-- Start Task inputs --
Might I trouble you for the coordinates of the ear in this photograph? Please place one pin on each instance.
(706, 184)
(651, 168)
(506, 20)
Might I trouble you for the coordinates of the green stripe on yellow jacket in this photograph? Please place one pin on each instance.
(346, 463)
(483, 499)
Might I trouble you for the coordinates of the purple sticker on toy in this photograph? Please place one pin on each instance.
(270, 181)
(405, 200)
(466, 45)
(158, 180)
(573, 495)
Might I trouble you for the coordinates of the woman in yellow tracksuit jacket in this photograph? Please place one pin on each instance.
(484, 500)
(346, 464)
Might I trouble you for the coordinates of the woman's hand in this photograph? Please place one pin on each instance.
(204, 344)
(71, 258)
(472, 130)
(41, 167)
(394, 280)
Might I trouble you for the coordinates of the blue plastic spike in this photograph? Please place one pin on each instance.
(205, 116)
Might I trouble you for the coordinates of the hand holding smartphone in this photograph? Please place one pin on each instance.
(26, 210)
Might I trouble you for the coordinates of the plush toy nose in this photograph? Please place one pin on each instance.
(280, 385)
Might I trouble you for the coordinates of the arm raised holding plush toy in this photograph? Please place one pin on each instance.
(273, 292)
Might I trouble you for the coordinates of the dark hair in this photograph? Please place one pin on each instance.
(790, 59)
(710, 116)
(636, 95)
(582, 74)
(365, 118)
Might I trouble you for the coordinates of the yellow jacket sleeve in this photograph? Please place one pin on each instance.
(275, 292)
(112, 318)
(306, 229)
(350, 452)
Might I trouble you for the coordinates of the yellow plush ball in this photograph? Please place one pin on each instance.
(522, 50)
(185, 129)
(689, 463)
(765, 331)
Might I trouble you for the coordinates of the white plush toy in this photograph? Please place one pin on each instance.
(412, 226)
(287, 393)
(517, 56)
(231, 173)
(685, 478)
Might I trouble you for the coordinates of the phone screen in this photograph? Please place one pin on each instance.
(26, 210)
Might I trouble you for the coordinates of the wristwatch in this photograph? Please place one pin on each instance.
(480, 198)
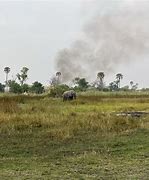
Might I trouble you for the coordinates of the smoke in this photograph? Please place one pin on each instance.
(118, 33)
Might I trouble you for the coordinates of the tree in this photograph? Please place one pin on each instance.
(2, 87)
(131, 84)
(22, 77)
(25, 88)
(119, 77)
(7, 70)
(37, 88)
(100, 78)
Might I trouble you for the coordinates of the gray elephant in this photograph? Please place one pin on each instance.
(69, 95)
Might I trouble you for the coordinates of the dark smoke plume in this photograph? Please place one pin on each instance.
(111, 38)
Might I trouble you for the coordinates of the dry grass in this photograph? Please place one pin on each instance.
(45, 138)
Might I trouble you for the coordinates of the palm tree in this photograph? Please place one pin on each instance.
(7, 70)
(101, 76)
(131, 83)
(119, 77)
(58, 75)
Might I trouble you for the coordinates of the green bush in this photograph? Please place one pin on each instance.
(57, 91)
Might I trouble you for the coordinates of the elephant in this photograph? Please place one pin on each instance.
(69, 95)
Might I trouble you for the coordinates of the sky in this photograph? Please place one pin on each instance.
(33, 32)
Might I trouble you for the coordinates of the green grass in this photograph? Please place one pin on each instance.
(45, 138)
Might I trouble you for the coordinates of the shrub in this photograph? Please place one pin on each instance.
(58, 90)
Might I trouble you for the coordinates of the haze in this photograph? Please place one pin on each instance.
(33, 32)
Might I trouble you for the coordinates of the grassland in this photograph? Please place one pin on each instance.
(45, 138)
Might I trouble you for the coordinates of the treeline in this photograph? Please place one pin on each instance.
(56, 88)
(19, 85)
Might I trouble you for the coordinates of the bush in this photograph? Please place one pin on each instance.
(37, 88)
(57, 91)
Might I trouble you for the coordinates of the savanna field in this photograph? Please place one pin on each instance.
(46, 138)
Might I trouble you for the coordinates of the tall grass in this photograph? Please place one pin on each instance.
(88, 114)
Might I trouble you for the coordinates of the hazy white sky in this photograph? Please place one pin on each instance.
(32, 32)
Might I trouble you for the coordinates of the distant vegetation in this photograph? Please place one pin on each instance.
(56, 88)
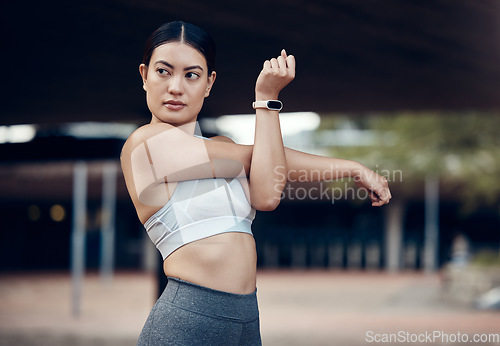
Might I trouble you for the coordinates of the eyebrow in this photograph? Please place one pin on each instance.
(185, 69)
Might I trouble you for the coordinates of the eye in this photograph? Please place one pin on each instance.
(162, 71)
(192, 75)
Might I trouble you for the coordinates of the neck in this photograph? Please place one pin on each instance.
(192, 128)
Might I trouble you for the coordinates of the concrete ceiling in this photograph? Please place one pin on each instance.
(78, 60)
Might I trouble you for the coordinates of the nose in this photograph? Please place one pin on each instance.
(175, 85)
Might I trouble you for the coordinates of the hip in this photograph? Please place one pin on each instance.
-- End Task inputs --
- Instruction
Every line of the material is to be quoted exactly, with no pictures carried over.

- Correct output
Might I trouble you for the coordinates of the ear in this photograph? Please place one pin on each instance.
(706, 184)
(651, 168)
(506, 20)
Might I trouble you for the coordinates of the green stripe on yellow jacket in this photograph? Please place one pin on each instance.
(346, 463)
(483, 499)
Might I trouble you for the coordinates of the purple sticker on toy in this photograph? Please place one pin on each instance.
(270, 181)
(405, 200)
(466, 45)
(158, 180)
(573, 495)
Might I trouble you for the coordinates of the woman in yellow tracksuit jacket in this photograph? Please place one pin on each instance.
(484, 500)
(346, 464)
Might I trouble you for the coordinates of the woman's hand in this photograph? Please place one pin on each instance.
(204, 344)
(71, 258)
(472, 130)
(41, 167)
(394, 280)
Might I trouble you for the coordinates of the blue plastic spike in this photograph? Please place one pin on each instance.
(205, 116)
Might I trouble you for the coordinates of the hand holding smartphone in this photograph? Please place one pin on each instance.
(26, 210)
Might I trouble you for the coordinates of the plush toy nose in this photograph? Please place one pin on each instance.
(280, 385)
Might I trouble you for the coordinates of the arm raised holding plush toy in this photograph? Please place one pin on each instance.
(273, 292)
Might I trouble you for the coordinates of the dark hair in this photograph? Please place one pin on each instance.
(790, 59)
(710, 116)
(636, 95)
(582, 74)
(365, 118)
Might I trouble you for the coordinates of the yellow jacket sleeve in this photograph? Please place one pin on each instance.
(275, 292)
(112, 318)
(306, 229)
(350, 452)
Might I trouble you for the coordinates of the yellow plush ball in this photograph? Please place one pin on each instance.
(522, 50)
(185, 129)
(689, 463)
(765, 331)
Might I trouble you for the coordinates of the white plush toy in this photograph? Please place one pin on each instance.
(412, 226)
(287, 393)
(517, 56)
(231, 173)
(685, 478)
Might I trouble you for the coordinates of the phone screen in this photograph? Please place one pin on each instance.
(26, 210)
Might I trouble you for the coordinates of the wristwatch in this photograph? Please place one pin on each instance.
(480, 198)
Might I trouble you for the coordinates of the smoke in this photograph? Please place one pin on each instance.
(118, 33)
Might I trouble you for the coordinates of the tree in this photograph? Please place one pin on each instance.
(2, 87)
(131, 84)
(22, 77)
(25, 88)
(119, 77)
(7, 70)
(37, 88)
(100, 78)
Might I trouble you for the coordinates of the gray elephant in this photograph? Please place one pin on each instance.
(69, 95)
Might I trouble you for the coordinates of the dark smoke plume in this photograph? Please place one pin on each instance.
(111, 38)
Might I trouble you for the coordinates of the dry grass in this photograph? Please place one pin on each instance.
(45, 138)
Might I trouble you for the coordinates of the palm tree in this photograph? Please place one pin on each instance.
(7, 70)
(101, 76)
(131, 83)
(119, 77)
(58, 75)
Might I trouble you for the coordinates of the green bush in this photograph? Please place one pin on each instance.
(57, 91)
Might I trouble you for the coordinates of the elephant in this photograph? Please place one pin on each instance.
(69, 95)
Might I trouble you for the coordinates of the sky in this photograph? Please place one pin on each instance.
(33, 32)
Might I trouble you for the coordinates of the green grass in this photograph? Please place one pin on each instance.
(45, 138)
Might I trouble you for the coordinates of the shrub in this photograph? Please place one pin on each instance.
(58, 90)
Might I trouble you for the coordinates of the haze in this photograph? Please place one pin on each instance.
(33, 32)
Might I trouble you for the coordinates of the grassland in this photograph? Please place one pin on each instance.
(45, 138)
Might I trouble you for the coordinates of the treeline in this photograph? Please place one pin on each instance.
(56, 88)
(19, 85)
Might I trouble you for the coordinates of the bush in this photograph? Please place one pin on each instance.
(37, 88)
(57, 91)
Might I trouble you for the coordinates of the savanna field in this photograph? Please place one pin on each instance.
(46, 138)
Might I trouble you for the coordinates of the tall grass in this photograph? Please place one pin on each instance.
(88, 114)
Might I trouble you for the coordinates of the hazy white sky in this photograph? Please place one pin on each instance.
(32, 32)
Might I trouble you for the coordinates of the distant vegetation in this photograph? Please place one pin on each instance.
(56, 88)
Might I trouble you for the coordinates of the eyebrow in this photograph? Please place one pin on each instance.
(185, 69)
Might I trouble you for the coordinates of the eye in this photograph? Please place one pin on each instance.
(162, 71)
(192, 75)
Might I trouble you for the coordinates of the neck in this photograph? Please place one pin on each instance.
(192, 128)
Might I trouble you for the coordinates of the concrete ceiling in this photograph? Please place one pin on each instance.
(78, 60)
Might I trouble you for the coordinates of the nose in this photograph? Please place one pin on each instance.
(175, 85)
Might I trouble you for the coordinates of the hip in this photograph? Please place one pin on each instance.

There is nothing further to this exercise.